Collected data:

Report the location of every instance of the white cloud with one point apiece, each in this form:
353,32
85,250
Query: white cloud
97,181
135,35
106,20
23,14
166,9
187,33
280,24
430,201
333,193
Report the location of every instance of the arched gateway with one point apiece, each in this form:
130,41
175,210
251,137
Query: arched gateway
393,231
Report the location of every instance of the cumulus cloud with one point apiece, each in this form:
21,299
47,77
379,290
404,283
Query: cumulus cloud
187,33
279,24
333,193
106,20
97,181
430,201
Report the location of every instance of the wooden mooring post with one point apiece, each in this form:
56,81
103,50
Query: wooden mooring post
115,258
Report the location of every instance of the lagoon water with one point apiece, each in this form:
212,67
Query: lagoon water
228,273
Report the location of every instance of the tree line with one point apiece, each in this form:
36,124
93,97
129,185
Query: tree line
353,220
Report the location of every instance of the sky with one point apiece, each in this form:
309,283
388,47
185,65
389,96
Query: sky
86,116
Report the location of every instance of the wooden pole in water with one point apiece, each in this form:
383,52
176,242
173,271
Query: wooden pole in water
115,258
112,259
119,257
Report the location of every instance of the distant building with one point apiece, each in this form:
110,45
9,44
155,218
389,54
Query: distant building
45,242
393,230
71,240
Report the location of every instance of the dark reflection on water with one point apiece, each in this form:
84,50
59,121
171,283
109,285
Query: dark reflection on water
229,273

==

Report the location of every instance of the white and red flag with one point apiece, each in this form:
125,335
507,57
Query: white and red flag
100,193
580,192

Exercise description: Show the lines of the entries that include the string "location", copying each in full.

Answer for the task:
Report the location of every instance of the white cloud with one point apiece, each in this form:
Report the location of every instance of the arched gateway with one point apiece, each in this form:
Report the location of every instance of the cumulus cloud with one point apiece, each in this form:
Report the location of every instance of the wooden mooring post with one point apiece, each in this form:
Report the location of every instance of the lagoon water with one point apiece, each in this form:
Report the location of every instance of the tree line with one point apiece, each in this form:
Report the location of every instance of the sky with one point apiece, each in this form:
Report the location of every instance of the wooden pole in water with one point apiece, each in this form:
Report the location of every instance of the distant building with one point apiece, each in this form:
Report the location of every instance of the dark reflection on water with one point apiece, each in this form:
Report the location of every instance of the white and red flag with one point apiece, each in this form:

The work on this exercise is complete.